▶ **EXTRACTED RECORDS**
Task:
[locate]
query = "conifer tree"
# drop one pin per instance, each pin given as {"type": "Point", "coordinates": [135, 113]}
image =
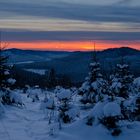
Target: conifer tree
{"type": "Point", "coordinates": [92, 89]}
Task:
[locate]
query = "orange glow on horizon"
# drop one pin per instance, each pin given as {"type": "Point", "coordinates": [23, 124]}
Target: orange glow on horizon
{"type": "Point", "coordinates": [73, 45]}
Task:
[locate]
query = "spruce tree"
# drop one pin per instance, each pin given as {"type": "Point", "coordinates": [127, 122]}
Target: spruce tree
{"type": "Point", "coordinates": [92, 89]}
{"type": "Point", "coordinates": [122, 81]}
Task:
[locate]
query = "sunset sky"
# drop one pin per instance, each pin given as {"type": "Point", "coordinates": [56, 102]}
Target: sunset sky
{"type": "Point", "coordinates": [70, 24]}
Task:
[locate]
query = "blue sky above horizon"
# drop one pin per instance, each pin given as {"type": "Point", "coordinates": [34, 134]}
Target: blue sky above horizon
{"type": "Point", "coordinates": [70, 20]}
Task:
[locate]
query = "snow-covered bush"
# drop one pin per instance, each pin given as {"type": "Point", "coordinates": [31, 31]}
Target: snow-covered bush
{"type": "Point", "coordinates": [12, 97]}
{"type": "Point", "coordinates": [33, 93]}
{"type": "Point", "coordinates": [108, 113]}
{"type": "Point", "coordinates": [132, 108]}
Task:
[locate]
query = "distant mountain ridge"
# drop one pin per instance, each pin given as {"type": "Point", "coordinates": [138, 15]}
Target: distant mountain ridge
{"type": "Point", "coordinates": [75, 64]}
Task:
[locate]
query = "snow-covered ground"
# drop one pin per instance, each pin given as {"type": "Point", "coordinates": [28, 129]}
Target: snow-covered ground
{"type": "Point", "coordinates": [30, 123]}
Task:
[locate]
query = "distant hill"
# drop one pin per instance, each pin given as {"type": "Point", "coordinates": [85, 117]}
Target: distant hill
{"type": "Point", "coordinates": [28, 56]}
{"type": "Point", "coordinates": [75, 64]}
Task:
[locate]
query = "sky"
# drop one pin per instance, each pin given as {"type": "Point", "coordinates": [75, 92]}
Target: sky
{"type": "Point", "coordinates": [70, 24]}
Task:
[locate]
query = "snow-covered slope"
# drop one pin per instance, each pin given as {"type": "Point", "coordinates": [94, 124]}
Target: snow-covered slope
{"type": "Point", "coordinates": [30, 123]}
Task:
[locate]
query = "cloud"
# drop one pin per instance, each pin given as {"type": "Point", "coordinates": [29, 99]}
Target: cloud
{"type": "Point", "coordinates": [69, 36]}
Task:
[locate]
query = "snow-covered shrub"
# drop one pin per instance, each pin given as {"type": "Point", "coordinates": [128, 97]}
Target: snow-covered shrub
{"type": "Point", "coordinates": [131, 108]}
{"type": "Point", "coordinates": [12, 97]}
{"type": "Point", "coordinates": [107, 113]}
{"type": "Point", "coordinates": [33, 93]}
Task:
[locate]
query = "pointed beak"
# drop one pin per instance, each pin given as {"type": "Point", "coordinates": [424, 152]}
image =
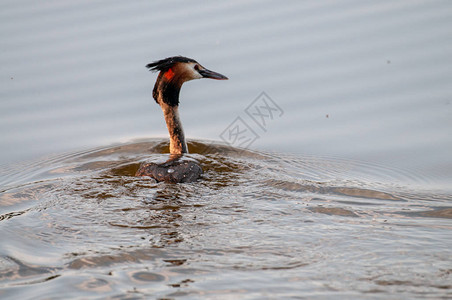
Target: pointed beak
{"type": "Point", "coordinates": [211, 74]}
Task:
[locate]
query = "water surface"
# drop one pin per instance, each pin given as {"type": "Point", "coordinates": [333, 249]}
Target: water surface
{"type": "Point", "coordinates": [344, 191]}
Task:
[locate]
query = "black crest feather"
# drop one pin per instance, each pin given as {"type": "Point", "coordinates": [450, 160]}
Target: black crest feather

--

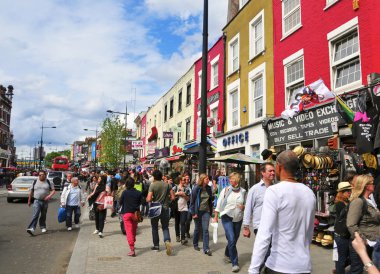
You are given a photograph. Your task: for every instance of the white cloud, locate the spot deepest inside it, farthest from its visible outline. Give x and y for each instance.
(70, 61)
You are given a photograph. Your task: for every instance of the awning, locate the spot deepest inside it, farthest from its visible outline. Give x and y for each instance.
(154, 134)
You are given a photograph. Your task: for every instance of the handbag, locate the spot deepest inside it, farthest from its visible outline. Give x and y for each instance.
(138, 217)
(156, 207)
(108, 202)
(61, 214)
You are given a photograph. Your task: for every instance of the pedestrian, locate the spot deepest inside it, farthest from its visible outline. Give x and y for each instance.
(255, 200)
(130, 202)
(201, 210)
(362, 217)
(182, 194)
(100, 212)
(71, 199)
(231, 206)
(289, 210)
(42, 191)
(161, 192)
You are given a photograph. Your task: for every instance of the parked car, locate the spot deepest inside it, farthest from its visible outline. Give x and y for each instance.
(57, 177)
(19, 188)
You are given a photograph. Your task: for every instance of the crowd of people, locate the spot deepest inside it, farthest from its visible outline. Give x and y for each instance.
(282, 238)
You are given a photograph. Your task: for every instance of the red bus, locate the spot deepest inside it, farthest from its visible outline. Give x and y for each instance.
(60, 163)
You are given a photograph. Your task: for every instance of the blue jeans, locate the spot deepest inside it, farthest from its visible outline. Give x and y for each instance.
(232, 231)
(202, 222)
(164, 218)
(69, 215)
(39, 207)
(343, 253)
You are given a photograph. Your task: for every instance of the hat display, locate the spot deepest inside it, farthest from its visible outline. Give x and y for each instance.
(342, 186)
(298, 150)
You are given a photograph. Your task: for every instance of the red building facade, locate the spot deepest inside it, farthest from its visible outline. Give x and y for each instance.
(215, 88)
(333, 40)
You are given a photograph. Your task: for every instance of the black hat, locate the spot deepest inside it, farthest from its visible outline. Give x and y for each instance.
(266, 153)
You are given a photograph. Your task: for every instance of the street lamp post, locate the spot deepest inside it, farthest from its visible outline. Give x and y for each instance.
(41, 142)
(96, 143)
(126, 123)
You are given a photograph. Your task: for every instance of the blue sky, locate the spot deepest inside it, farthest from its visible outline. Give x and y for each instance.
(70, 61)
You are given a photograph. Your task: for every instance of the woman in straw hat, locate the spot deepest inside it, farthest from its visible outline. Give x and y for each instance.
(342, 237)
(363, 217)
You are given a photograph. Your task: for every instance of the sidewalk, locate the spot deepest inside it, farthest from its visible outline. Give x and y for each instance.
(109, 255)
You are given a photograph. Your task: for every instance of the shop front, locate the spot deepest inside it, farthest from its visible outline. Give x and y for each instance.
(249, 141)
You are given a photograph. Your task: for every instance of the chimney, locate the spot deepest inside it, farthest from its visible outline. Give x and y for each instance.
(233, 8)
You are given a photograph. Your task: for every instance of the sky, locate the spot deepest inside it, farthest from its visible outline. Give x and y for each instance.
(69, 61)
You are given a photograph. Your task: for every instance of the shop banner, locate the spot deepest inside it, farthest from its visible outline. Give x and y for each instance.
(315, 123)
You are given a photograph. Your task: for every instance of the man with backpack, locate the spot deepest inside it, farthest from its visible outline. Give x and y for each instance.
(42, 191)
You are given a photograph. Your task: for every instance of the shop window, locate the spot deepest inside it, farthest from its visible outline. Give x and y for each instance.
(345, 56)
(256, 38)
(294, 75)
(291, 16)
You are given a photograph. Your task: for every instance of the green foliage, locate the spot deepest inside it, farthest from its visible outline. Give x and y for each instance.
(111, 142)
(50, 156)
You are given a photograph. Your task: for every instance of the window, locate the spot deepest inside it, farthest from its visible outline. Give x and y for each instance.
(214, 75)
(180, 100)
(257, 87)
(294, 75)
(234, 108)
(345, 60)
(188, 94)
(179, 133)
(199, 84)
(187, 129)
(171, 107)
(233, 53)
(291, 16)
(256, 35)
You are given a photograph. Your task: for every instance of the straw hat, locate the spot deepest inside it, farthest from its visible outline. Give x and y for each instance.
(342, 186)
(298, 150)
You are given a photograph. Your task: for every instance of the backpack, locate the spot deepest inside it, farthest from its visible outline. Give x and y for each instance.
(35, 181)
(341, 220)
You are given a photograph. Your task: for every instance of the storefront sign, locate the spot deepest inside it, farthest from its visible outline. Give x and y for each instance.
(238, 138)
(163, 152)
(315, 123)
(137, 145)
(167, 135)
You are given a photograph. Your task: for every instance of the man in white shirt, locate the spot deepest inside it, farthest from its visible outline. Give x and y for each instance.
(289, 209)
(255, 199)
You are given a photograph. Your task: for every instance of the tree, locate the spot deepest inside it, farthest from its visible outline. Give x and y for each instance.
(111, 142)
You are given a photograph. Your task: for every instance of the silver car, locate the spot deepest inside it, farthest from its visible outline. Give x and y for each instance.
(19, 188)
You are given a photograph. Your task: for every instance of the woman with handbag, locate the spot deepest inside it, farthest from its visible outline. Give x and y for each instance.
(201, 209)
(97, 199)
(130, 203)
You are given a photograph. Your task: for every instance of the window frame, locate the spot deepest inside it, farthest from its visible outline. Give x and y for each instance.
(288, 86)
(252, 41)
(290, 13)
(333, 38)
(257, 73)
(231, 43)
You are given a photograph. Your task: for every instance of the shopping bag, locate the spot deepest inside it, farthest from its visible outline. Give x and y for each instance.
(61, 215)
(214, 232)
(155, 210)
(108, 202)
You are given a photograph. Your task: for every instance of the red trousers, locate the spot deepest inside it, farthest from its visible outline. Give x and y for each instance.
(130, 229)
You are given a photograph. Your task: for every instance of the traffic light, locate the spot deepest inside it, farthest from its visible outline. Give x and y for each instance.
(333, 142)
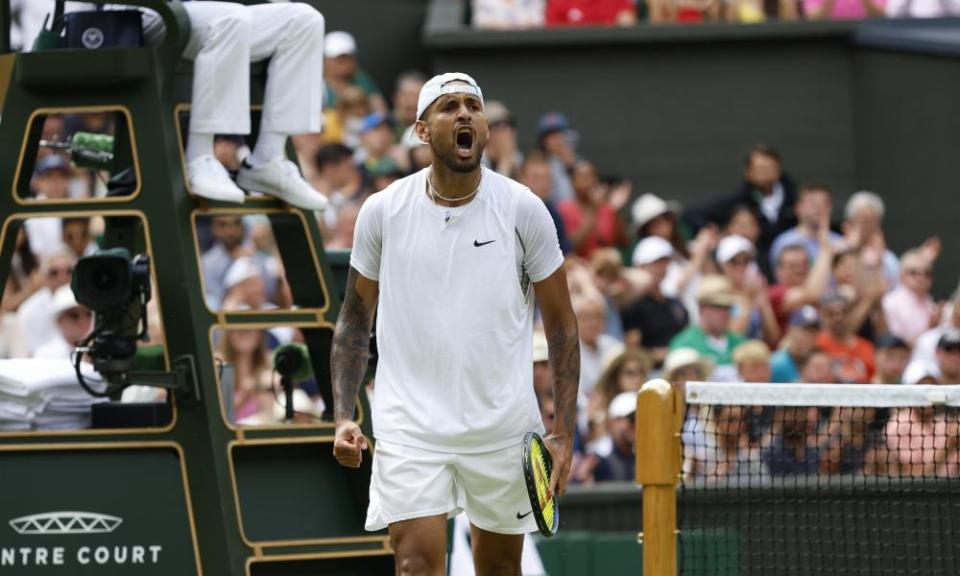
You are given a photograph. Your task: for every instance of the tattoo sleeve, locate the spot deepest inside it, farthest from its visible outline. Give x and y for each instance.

▶ **WHAT YOU ARE ASKED TO DO**
Can you output the lines unchanged, starting at the one that contains "window frame, locate" and ending at the one that contains "of the tattoo", with any pictures omitted?

▶ **CORRECT RESULT**
You are given a photograph. Your task: for every instance of the window frame, locate the spot deepest inside it, farthest from its visible outline. Give x and y for each instance.
(288, 86)
(252, 41)
(290, 13)
(333, 38)
(257, 73)
(231, 43)
You are given a photograph. Your task: for every instance of the shopping bag, locate the spot deepest inside it, farthest from its visible outline. Give x and y for each instance.
(61, 215)
(214, 232)
(155, 210)
(108, 202)
You are given a photograph. Your task: for every instance of the red trousers, locate the spot deepest inside it, farthest from its visible outline. Give x and y for each instance.
(130, 229)
You are given a photograph. Your task: for every instance of the traffic light, locate the spot deepest inside it, farthest from its visible outline. Give x and y for each instance.
(333, 142)
You are given a photograph. Your task: for every instance of the tattoo sleeve, locate the spot deepest inside it, farthest from its visible outline. Give x and y for each instance.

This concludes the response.